Start MATERIAL FOR THIS TASK

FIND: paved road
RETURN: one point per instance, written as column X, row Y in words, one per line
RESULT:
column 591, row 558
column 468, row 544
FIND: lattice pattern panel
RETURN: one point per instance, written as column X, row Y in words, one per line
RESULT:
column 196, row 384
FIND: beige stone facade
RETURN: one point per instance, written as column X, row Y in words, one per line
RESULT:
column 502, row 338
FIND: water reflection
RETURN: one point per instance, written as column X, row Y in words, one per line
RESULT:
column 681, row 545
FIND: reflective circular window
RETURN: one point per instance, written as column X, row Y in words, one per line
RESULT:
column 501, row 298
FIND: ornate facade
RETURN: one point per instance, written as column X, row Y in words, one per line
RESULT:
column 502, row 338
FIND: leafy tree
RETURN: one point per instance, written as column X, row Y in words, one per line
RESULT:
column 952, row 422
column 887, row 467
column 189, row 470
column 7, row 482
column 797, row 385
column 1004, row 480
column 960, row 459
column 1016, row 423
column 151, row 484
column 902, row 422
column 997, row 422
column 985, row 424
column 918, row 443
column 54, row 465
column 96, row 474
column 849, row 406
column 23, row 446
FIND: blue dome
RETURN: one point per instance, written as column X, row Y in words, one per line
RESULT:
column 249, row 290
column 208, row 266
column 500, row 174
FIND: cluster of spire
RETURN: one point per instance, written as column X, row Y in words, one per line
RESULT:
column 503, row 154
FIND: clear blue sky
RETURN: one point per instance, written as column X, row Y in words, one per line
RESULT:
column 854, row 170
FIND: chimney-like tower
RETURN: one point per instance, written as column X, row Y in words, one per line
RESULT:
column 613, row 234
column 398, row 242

End MATERIAL FOR THIS TASK

● **DIRECTIONS**
Render every row above as a Markdown table with two columns, n for the row number and Line for the text of that row. Leave out any blank lines.

● **OUTPUT BELOW**
| n | Line |
|---|---|
| 1 | FIND: paved road |
| 2 | RETURN: one point per instance, written as column X, row Y in words, one per line |
| 3 | RESULT: |
| 4 | column 591, row 558 |
| 5 | column 468, row 544 |
| 6 | FIND: lattice pattern panel |
| 7 | RETURN: one point per instance, written as column X, row Y in words, one per line |
| 8 | RESULT: |
| 9 | column 196, row 384 |
| 10 | FIND: beige stone facade |
| 11 | RETURN: one point per instance, written as column X, row Y in words, one per line |
| 12 | RESULT: |
| 13 | column 502, row 338 |
| 14 | FIND: water reflection |
| 15 | RETURN: one point per instance, written as column X, row Y in words, one per line |
| 16 | RESULT: |
| 17 | column 681, row 545 |
| 18 | FIND: reflective circular window |
| 19 | RETURN: one point per instance, written as column X, row Y in words, one per line |
| 20 | RESULT: |
| 21 | column 501, row 298 |
| 22 | FIND: ornate facade |
| 23 | RETURN: one point per instance, written as column X, row Y in words, one per line |
| 24 | RESULT: |
| 25 | column 502, row 338 |
| 26 | FIND: leafy tree |
| 27 | RETURN: one point per instance, written as column X, row Y in words, one per line |
| 28 | RESULT: |
| 29 | column 952, row 422 |
| 30 | column 887, row 467 |
| 31 | column 189, row 470 |
| 32 | column 7, row 482 |
| 33 | column 797, row 385 |
| 34 | column 1004, row 480 |
| 35 | column 960, row 459 |
| 36 | column 1016, row 423 |
| 37 | column 151, row 484 |
| 38 | column 902, row 422 |
| 39 | column 997, row 422 |
| 40 | column 985, row 424 |
| 41 | column 918, row 443 |
| 42 | column 54, row 465 |
| 43 | column 96, row 474 |
| 44 | column 849, row 406 |
| 45 | column 23, row 446 |
| 46 | FIND: blue dome |
| 47 | RETURN: one point per instance, written as column X, row Y in words, one per line |
| 48 | RESULT: |
| 49 | column 249, row 290 |
| 50 | column 208, row 266 |
| 51 | column 500, row 174 |
| 52 | FIND: cluster of spire |
| 53 | RETURN: one point per instance, written as column X, row Y in words, one per line |
| 54 | RESULT: |
| 55 | column 503, row 154 |
| 56 | FIND: clear blue sky |
| 57 | RETURN: one point per instance, written as column X, row Y in words, one per line |
| 58 | RESULT: |
| 59 | column 854, row 170 |
| 60 | FIND: chimney-like tower |
| 61 | RETURN: one point per instance, written as column X, row Y in words, one per line |
| 62 | RESULT: |
| 63 | column 613, row 234 |
| 64 | column 398, row 242 |